■ AUFGABEN ■
(a) Beantworten Sie anhand des Textes über nachhaltige Geldanlage diese Fragen:
(i) Wer hat die erwähnte Umfrage durchgeführt, und aus welchem Jahr stammt sie?
(ii) Wofür steht die Abkürzung ESG?
(iii) Was wird bei der Anwendung dieser Kriterien oft ausgeschlossen?
(b) Prüfen Sie, ob die folgenden Aussagen mit dem Text über nachhaltige Geldanlage übereinstimmen. Antworten Sie jeweils mit Ja oder Nein, und zitieren Sie die entscheidende Stelle wörtlich.
(i) Laut der Umfrage ist jeder zweite Befragte grundsätzlich bereit, Geld nachhaltig anzulegen.
(ii) Für den Begriff der Nachhaltigkeit gibt es feste Mindeststandards.
(iii) Anleger sollten sich zuerst über ihre eigenen Ziele und ihre Risikobereitschaft klar werden.
(c) Führen Sie den Text über nachhaltige Geldanlage im Anschluss an seinen letzten Satz fort.

Was unterscheidet sie von konventionellen Kreditinstituten? Wie nachhaltig sind ihre Produktangebote tatsächlich? Und worüber sollten sich Anleger zunächst im Klaren sein?
Immer mehr Privatanlegerinnen und Privatanleger möchten mit ihrem Geld einen positiven Beitrag für das Klima, die Umwelt oder Soziales leisten. Dies zeigt eine Umfrage des Verbraucherzentrale Bundesverbands aus dem Jahr 2020. Demnach ist jeder zweite Befragte grundsätzlich bereit, Geld nachhaltig anzulegen. Doch das ist nicht so einfach.
Einheitliche Definition fehlt
Zunächst sollten sich Anleger die eigenen Ziele und ihre Risikobereitschaft klarmachen – genauso wie bei einer konventionellen Geldanlage. In der dazu passenden Anlageklasse kann man dann nach nachhaltigen Produkten Ausschau halten. Doch wie nachhaltig diese Produkte tatsächlich sind, lässt sich nicht immer leicht erkennen. Denn bislang gibt es keine einheitliche Definition. Der Begriff ist nicht geschützt, und es gibt auch keine Mindeststandards. Anbieter wie Banken oder Fondsgesellschaften wenden oftmals sogenannte ESG-Kriterien an. Die englische Abkürzunge steht für Umwelt, Soziales und gute Unternehmensführung. Oft werden dabei Atomenergie, Waffen oder Menschenrechtsverletzungen ausgeschlossen. Oder es wird gezielt in erneuerbare Energien investiert. Wie nachhaltig ein Produkt tatsächlich ist, hängt vom individuellen Verständnis der jeweiligen Bank oder Fondsgesellschaft ab. Das heißt: Was diese für nachhaltig erachten, kommt ins Produkt. Um auf Nummer sicher zu gehen, suchen verunsicherte Anleger immer häufiger die Beratung beziehungsweise das Produktangebot von sogenannten Nachhaltigkeitsbanken. Aber was unterscheidet solche Kreditinstitute von konventionellen Banken und Sparkassen und welche konkreten Standards wenden sie an?

■ DATENAUSZUG ■

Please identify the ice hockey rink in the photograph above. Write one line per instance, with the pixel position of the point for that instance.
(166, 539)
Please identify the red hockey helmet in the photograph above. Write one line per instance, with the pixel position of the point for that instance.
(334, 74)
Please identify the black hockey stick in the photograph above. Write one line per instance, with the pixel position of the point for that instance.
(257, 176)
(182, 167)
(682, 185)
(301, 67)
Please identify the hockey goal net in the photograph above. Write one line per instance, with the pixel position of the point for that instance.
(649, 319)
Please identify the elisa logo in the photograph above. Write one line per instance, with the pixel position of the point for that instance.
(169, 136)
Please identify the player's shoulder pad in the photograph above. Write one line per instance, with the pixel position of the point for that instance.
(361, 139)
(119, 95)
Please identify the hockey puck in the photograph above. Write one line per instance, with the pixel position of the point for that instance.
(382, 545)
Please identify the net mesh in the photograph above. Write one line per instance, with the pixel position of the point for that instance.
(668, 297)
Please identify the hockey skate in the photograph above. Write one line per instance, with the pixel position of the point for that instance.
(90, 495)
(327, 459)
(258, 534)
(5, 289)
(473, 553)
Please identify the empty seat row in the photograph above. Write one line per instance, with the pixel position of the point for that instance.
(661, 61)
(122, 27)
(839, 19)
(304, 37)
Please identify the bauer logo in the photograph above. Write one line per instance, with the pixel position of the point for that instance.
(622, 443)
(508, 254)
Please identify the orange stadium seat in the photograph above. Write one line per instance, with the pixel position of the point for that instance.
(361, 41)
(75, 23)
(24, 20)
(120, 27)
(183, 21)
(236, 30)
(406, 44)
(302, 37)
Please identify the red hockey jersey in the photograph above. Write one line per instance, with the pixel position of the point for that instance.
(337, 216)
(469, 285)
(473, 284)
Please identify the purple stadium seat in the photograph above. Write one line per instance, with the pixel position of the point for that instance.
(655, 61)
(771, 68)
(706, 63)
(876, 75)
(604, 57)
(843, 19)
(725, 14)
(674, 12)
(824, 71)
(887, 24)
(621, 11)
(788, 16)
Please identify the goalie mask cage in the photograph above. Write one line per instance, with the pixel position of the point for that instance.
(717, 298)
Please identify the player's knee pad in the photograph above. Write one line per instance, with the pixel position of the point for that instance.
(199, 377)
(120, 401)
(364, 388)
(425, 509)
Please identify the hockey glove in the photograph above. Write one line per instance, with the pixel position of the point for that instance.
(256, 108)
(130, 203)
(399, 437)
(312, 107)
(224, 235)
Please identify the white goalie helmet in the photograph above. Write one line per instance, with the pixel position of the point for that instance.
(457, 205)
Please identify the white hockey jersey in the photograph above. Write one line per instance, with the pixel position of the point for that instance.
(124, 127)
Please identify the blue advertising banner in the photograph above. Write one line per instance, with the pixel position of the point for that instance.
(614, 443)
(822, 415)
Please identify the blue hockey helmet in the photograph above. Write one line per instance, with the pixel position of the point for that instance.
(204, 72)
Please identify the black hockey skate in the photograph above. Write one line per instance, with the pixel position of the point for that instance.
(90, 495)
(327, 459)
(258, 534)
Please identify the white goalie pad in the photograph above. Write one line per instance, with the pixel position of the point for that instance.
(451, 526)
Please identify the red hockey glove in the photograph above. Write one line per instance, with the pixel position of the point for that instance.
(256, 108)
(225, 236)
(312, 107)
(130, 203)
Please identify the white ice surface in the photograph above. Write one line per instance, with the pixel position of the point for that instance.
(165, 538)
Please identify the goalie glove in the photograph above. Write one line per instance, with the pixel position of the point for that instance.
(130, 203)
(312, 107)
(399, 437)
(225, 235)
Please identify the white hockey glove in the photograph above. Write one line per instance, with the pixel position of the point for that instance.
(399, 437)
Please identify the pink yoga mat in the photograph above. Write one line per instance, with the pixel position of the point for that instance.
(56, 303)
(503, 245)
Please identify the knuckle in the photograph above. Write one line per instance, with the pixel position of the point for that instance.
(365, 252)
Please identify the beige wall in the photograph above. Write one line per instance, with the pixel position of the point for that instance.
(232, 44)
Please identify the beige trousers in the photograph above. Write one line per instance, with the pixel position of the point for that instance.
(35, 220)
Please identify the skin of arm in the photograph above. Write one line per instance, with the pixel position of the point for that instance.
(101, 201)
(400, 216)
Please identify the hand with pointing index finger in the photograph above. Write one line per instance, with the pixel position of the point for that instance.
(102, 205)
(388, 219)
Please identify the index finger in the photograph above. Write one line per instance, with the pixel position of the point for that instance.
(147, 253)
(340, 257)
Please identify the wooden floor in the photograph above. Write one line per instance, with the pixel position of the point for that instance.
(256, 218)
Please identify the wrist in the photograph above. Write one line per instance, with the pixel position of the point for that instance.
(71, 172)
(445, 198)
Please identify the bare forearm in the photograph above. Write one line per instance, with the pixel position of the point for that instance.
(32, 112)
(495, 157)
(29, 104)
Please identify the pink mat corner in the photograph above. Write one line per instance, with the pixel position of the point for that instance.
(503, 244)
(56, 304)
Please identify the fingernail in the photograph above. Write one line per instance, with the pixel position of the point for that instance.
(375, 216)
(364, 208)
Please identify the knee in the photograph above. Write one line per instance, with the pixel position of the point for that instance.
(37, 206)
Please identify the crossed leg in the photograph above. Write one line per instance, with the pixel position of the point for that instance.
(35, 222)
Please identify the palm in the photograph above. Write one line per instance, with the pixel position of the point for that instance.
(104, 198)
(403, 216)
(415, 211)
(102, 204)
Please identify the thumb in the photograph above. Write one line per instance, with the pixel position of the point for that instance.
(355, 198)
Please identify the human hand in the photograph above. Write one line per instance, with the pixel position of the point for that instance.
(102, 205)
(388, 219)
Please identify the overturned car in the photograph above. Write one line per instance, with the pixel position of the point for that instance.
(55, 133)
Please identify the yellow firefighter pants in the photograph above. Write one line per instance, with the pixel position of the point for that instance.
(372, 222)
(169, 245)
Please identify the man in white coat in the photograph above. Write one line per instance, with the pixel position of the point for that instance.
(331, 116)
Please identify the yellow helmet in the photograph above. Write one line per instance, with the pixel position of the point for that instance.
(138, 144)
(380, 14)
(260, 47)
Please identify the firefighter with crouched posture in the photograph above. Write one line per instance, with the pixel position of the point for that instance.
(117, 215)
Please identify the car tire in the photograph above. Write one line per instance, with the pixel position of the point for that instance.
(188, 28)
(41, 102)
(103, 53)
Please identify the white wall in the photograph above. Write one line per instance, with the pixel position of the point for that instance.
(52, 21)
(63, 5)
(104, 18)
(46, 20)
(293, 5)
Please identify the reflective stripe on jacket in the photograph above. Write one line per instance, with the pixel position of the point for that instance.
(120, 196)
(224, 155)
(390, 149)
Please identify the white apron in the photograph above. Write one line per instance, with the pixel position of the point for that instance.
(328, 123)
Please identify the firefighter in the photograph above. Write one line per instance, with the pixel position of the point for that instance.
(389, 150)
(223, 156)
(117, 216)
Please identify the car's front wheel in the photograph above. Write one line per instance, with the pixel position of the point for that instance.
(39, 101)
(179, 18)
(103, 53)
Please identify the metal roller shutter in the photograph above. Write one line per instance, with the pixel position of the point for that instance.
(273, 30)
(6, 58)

■ ANTWORTEN ■
(a)
(i) Der Verbraucherzentrale Bundesverband, im Jahr 2020.
(ii) Für Umwelt, Soziales und gute Unternehmensführung.
(iii) Atomenergie, Waffen oder Menschenrechtsverletzungen.

(b)
(i) Ja: „Demnach ist jeder zweite Befragte grundsätzlich bereit, Geld nachhaltig anzulegen.“
(ii) Nein: „Der Begriff ist nicht geschützt, und es gibt auch keine Mindeststandards.“
(iii) Ja: „Zunächst sollten sich Anleger die eigenen Ziele und ihre Risikobereitschaft klarmachen“

(c)
Abgrenzungskriterien
Einzelne als nachhaltig deklarierte Produkte, wie zum Beispiel Investmentfonds, kann man mittlerweile bei fast allen Banken und Sparkassen erwerben. Aber es gibt auch Kreditinstitute, die ihr gesamtes Bankgeschäft unter selbst auferlegte Nachhaltigkeitskriterien stellen. Das heißt, sie haben im Vergleich zu konventionellen Kreditinstituten umfassendere Kriterien für ihr Eigenanlage- und auch für ihr Kreditgeschäft definiert. Diesen Banken geht es darum, kontroverse Branchen und Unternehmen auszuschließen sowie ökologische und soziale Geschäftsfelder durch gezielte Investitionen zu fördern. Schwerpunkte bei der Kreditvergabe dieser Banken sind beispielsweise Bildung, Gesundheit und Pflege, erneuerbare Energien oder ökologisches Bauen. Im Herbst 2020 hat die Verbraucherzentrale Bremen 14 solcher Kreditinstitute, davon acht mit kirchlichem Hintergrund, auf ihre Nachhaltigkeitsansätze überprüft.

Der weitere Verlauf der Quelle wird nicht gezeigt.